━━━ RECORDS TO PROCESS
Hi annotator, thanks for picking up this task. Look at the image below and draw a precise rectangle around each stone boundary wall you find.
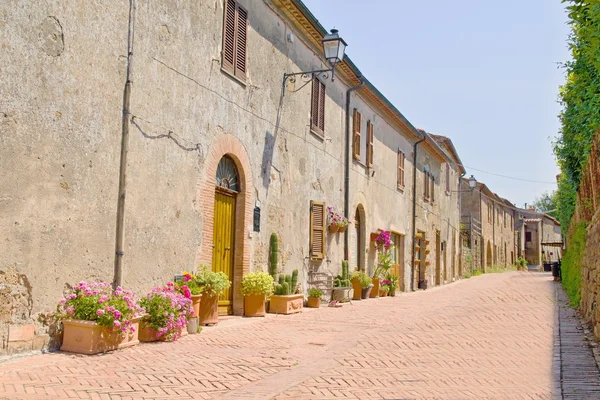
[567,131,600,338]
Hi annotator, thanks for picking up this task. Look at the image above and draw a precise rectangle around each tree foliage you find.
[554,0,600,227]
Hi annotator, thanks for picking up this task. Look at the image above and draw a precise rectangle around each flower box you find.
[60,317,141,354]
[269,294,304,315]
[244,294,265,317]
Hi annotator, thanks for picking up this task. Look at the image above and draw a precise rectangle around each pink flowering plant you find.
[327,207,350,227]
[57,281,144,333]
[140,282,194,340]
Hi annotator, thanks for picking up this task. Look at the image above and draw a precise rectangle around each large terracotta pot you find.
[352,279,362,300]
[331,287,360,303]
[139,321,188,343]
[60,318,141,354]
[306,297,321,308]
[269,294,304,314]
[192,294,202,317]
[244,294,265,317]
[198,294,219,325]
[369,278,381,298]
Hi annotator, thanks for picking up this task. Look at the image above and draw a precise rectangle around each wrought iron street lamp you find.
[283,29,348,93]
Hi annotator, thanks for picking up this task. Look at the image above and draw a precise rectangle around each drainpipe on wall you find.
[344,77,365,260]
[113,0,136,289]
[410,136,427,292]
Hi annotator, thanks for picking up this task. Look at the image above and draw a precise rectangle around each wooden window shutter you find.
[352,108,361,160]
[228,4,248,80]
[367,120,374,167]
[317,80,325,132]
[446,163,450,193]
[310,200,326,260]
[221,0,237,72]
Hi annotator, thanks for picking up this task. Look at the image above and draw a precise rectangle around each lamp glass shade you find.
[322,29,347,64]
[469,175,477,189]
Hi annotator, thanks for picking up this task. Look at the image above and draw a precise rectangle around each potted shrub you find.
[269,269,304,314]
[370,229,393,297]
[242,272,275,317]
[196,265,231,325]
[331,260,352,302]
[385,272,398,297]
[57,282,144,354]
[139,282,192,342]
[175,271,202,334]
[351,271,373,300]
[307,288,323,308]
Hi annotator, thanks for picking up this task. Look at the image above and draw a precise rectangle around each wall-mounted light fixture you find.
[283,29,348,93]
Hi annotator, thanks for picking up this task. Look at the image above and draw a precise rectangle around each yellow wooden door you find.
[212,188,235,315]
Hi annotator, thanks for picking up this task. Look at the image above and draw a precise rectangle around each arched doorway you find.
[212,155,241,314]
[354,204,367,271]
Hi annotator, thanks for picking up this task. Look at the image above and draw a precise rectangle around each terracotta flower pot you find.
[198,295,219,325]
[60,318,141,354]
[369,278,381,298]
[192,294,202,317]
[244,294,265,317]
[269,294,304,314]
[307,297,321,308]
[352,279,362,300]
[360,286,373,300]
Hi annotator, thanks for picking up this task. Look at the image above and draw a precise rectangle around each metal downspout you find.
[344,77,365,260]
[410,136,427,292]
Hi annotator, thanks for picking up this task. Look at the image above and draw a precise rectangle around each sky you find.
[303,0,570,207]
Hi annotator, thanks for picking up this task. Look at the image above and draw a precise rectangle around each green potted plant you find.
[56,282,144,354]
[331,260,360,302]
[196,265,231,325]
[139,282,192,342]
[351,271,373,300]
[269,269,304,314]
[242,272,275,317]
[307,288,323,308]
[385,272,399,297]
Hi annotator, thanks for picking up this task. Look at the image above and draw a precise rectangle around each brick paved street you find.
[0,272,560,399]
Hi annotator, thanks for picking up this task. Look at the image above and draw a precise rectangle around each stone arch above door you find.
[196,134,254,315]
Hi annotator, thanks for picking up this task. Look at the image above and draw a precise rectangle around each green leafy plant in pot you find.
[242,272,275,317]
[196,265,231,325]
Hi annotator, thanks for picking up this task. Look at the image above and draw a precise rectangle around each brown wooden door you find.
[212,188,235,315]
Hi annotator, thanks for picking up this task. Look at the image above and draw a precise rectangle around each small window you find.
[310,78,325,136]
[367,120,374,168]
[352,108,361,161]
[396,150,405,190]
[310,200,326,260]
[446,163,450,194]
[221,0,248,81]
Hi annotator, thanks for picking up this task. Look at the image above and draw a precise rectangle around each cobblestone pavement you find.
[0,272,560,400]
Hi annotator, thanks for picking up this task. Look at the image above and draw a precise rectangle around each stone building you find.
[0,0,464,351]
[461,178,517,271]
[515,206,562,269]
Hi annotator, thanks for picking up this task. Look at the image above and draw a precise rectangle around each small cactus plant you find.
[269,233,279,279]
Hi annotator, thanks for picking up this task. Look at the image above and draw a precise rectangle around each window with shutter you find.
[352,108,361,161]
[367,120,374,168]
[221,0,248,81]
[310,200,326,260]
[397,150,404,189]
[446,163,450,194]
[310,78,325,136]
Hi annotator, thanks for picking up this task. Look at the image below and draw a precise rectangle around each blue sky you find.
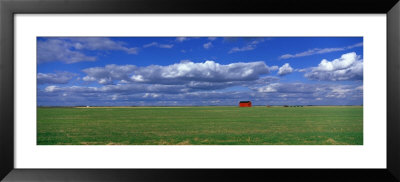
[37,37,363,106]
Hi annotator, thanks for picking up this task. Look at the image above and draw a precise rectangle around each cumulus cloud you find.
[279,42,363,59]
[131,61,269,84]
[37,37,138,64]
[278,63,293,76]
[175,37,189,42]
[143,42,174,49]
[203,42,213,49]
[37,39,96,63]
[72,37,138,54]
[37,72,77,85]
[304,52,363,81]
[38,83,363,106]
[82,64,136,84]
[228,38,264,54]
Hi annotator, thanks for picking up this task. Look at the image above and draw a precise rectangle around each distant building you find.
[239,101,251,107]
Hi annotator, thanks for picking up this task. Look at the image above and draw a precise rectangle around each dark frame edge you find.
[386,2,400,180]
[0,1,14,180]
[0,0,400,181]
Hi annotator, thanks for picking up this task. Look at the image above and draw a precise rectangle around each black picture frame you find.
[0,0,400,181]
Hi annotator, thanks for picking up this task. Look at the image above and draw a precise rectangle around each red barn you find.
[239,101,251,107]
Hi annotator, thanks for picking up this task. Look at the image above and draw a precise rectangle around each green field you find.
[37,106,363,145]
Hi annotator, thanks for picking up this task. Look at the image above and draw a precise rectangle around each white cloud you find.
[143,42,174,49]
[37,72,77,85]
[228,44,256,54]
[158,44,174,49]
[203,42,213,49]
[278,63,293,76]
[82,64,136,84]
[228,39,264,54]
[143,42,158,48]
[37,37,138,64]
[304,52,363,81]
[176,37,189,42]
[37,39,96,64]
[131,61,269,84]
[279,42,363,59]
[68,37,138,54]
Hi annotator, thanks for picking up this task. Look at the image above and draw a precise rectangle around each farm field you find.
[37,106,363,145]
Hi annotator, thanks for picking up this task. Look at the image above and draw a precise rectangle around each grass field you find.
[37,106,363,145]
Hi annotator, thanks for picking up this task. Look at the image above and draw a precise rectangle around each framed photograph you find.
[0,0,400,181]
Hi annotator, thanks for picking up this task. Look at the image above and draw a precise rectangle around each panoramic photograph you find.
[36,36,363,145]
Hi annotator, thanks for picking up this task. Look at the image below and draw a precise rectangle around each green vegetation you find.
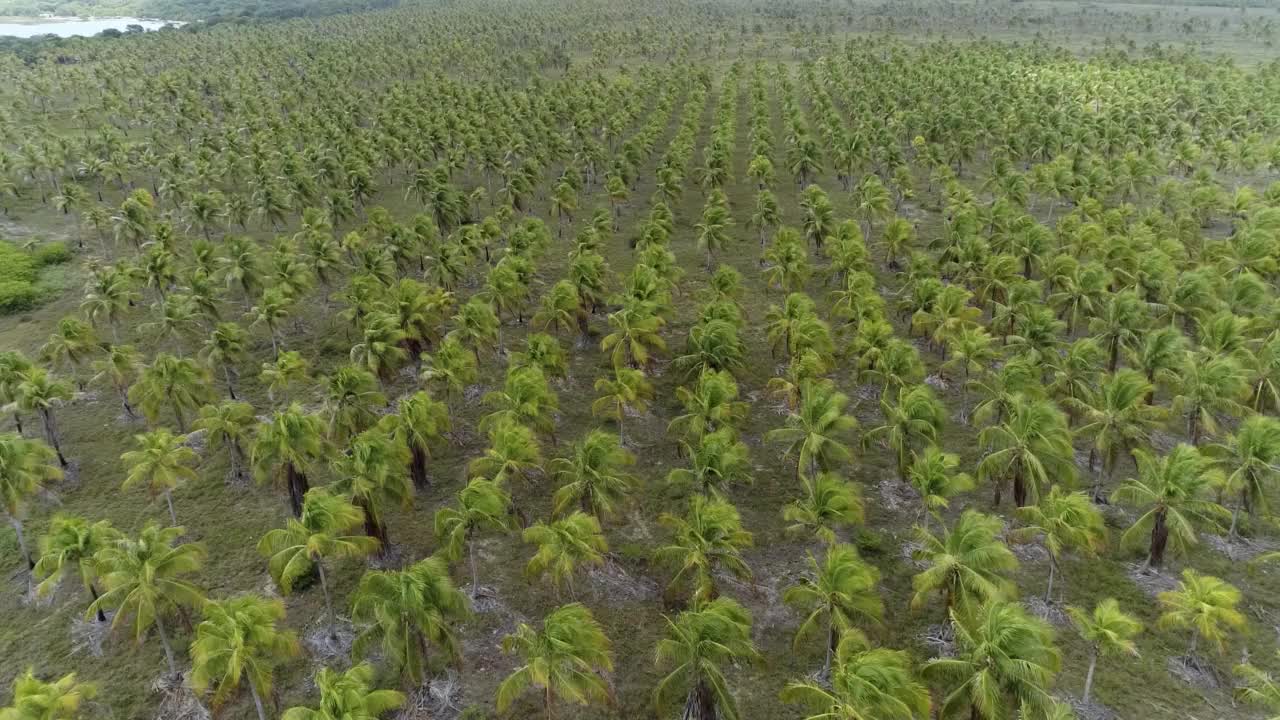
[0,0,1280,720]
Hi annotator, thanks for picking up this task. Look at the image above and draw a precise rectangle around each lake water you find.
[0,18,182,37]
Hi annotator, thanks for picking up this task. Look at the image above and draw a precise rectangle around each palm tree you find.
[191,594,298,720]
[906,445,974,530]
[522,510,609,597]
[351,557,468,687]
[497,602,613,720]
[654,495,753,601]
[87,524,205,676]
[14,366,72,468]
[1080,370,1165,498]
[864,384,947,483]
[250,402,329,518]
[1014,486,1106,602]
[782,544,884,678]
[911,510,1018,614]
[0,669,97,720]
[192,400,256,480]
[653,597,759,720]
[764,380,858,478]
[978,396,1075,507]
[32,515,122,623]
[1111,443,1226,571]
[923,601,1061,720]
[120,429,200,525]
[280,662,406,720]
[435,478,511,589]
[1066,597,1142,705]
[1157,568,1245,659]
[782,473,864,544]
[1204,415,1280,538]
[383,391,449,489]
[129,352,214,434]
[781,633,929,720]
[257,488,379,638]
[548,430,636,518]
━━━━━━
= REQUIRED WORK =
Update the part of the listing that opens with the line containing "vegetation you find." and runs through the end of the listing by swapping "palm tree" for "coconut palm" and leaving everything else unchanged. Leave the pictures out of your answer.

= CORRECT ANSWER =
Hi annotator, thanks for picking up this task. Look at the image below and draw a precise rectangle around each green vegetation you find.
[0,0,1280,720]
Hi annotator, thanks for picking up this task. Look at the image above and draw a precise rectangle around each lake water you find.
[0,18,182,37]
Hi annotator, thanks for picking up this task. Look at the image above and draw a precise rectangle around each coconut palm you find.
[191,594,298,720]
[906,445,974,530]
[522,510,609,597]
[351,557,468,687]
[497,602,613,720]
[654,495,753,601]
[87,524,205,676]
[14,366,72,468]
[1080,370,1165,498]
[864,384,947,483]
[250,402,329,518]
[1014,486,1106,602]
[782,544,884,678]
[911,510,1018,614]
[0,669,97,720]
[192,400,256,480]
[653,597,759,720]
[764,380,858,478]
[978,396,1075,507]
[32,515,122,623]
[1111,443,1226,571]
[923,601,1061,720]
[120,429,200,525]
[280,662,406,720]
[435,478,511,589]
[1066,597,1142,705]
[1157,568,1245,659]
[782,473,864,544]
[1204,415,1280,538]
[383,391,449,489]
[129,352,214,434]
[781,633,929,720]
[257,488,379,638]
[548,430,636,518]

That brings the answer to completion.